● YOUR ASSIGNMENT: For the entries below, return every line from the top through the line with "Target: sky" exactly as it stands, omitting pictures.

[[ INPUT MATERIAL open ]]

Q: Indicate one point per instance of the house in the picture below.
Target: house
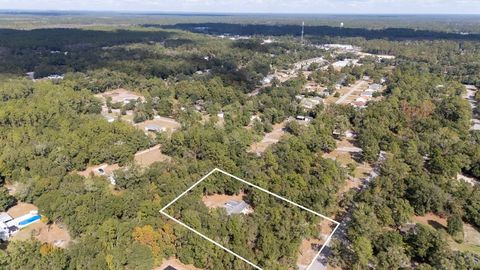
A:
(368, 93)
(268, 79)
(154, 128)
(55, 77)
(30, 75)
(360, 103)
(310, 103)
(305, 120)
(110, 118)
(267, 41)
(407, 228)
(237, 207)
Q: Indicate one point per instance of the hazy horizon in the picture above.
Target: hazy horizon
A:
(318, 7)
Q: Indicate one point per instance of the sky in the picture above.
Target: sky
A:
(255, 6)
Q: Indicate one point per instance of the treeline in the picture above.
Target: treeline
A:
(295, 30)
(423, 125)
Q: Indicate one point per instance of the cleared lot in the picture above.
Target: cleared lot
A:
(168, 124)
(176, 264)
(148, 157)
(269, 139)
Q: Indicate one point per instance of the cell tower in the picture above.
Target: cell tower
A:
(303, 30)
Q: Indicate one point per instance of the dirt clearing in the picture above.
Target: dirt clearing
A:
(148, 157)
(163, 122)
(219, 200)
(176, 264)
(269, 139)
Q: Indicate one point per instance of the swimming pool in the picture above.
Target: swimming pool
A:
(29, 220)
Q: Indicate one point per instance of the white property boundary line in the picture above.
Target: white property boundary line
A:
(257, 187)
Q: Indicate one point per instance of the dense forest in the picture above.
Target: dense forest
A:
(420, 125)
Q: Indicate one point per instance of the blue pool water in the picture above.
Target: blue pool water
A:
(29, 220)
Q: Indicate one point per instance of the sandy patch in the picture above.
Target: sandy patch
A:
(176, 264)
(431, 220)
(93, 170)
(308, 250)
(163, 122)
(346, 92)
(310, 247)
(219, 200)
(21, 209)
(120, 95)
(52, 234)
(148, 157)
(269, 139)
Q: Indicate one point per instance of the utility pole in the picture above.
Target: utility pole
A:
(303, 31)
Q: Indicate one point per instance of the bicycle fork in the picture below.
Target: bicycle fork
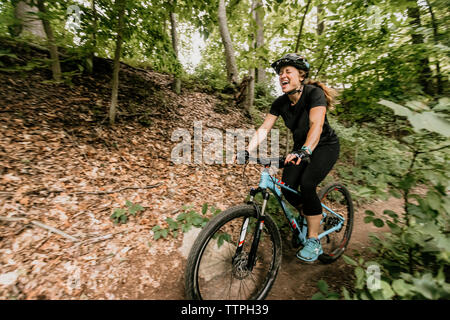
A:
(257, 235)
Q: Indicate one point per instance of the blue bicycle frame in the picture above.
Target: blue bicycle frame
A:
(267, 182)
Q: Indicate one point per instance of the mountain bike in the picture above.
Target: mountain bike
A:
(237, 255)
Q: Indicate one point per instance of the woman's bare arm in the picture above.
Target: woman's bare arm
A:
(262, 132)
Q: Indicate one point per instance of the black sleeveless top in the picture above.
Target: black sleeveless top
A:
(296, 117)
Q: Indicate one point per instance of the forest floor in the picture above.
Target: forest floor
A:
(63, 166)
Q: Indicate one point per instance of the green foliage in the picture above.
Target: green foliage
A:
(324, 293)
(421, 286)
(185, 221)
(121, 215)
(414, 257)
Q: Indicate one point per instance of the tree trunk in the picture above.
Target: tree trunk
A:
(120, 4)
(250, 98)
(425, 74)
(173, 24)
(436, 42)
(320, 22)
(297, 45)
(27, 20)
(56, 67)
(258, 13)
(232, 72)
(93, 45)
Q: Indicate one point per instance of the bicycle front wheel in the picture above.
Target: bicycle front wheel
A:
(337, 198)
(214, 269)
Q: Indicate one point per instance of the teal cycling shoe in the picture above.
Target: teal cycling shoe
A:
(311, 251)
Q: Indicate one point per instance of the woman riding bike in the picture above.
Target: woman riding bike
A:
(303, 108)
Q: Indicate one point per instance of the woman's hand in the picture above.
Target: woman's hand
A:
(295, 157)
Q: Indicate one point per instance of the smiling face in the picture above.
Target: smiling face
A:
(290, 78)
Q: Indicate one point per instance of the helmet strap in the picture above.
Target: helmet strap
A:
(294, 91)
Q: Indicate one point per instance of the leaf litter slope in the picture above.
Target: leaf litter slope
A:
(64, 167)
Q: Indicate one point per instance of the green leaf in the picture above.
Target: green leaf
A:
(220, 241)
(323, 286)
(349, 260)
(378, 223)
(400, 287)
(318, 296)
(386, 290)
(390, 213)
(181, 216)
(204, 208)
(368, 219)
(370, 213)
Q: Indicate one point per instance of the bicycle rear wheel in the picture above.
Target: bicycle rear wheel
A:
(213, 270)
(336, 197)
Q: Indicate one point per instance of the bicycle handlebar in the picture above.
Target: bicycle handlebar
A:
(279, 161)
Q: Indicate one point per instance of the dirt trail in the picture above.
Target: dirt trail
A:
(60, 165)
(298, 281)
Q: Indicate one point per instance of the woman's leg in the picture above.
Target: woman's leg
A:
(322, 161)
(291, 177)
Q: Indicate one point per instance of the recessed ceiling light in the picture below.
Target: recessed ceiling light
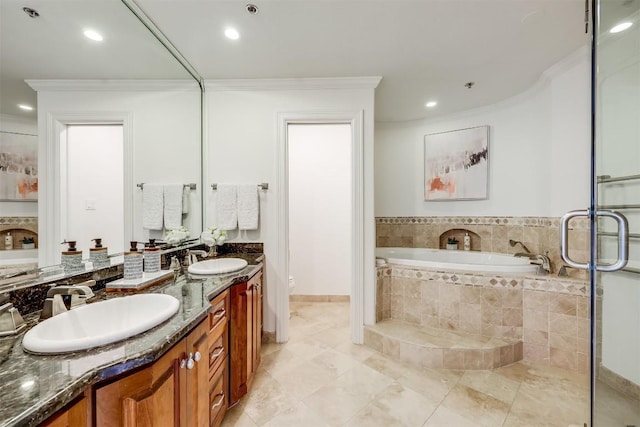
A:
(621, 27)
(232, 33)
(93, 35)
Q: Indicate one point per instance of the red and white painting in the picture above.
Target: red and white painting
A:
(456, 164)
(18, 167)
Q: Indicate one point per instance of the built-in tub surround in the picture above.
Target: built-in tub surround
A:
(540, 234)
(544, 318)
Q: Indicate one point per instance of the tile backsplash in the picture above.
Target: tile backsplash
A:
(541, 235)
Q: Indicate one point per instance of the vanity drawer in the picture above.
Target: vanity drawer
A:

[[ INPUT MATERIAL closed ]]

● ANSWER TO THIS PROBLEM:
Q: Indicate one point per instance of the house in the picture below.
Target: house
A:
(368, 93)
(268, 79)
(154, 128)
(55, 77)
(30, 75)
(360, 103)
(310, 103)
(305, 120)
(110, 118)
(267, 41)
(407, 228)
(237, 207)
Q: Indicate one point per instance of the hazy horizon in the picture above.
Target: hazy horizon
A:
(318, 7)
Q: Indicate one point per instance of the sky in the picture above.
Target: sky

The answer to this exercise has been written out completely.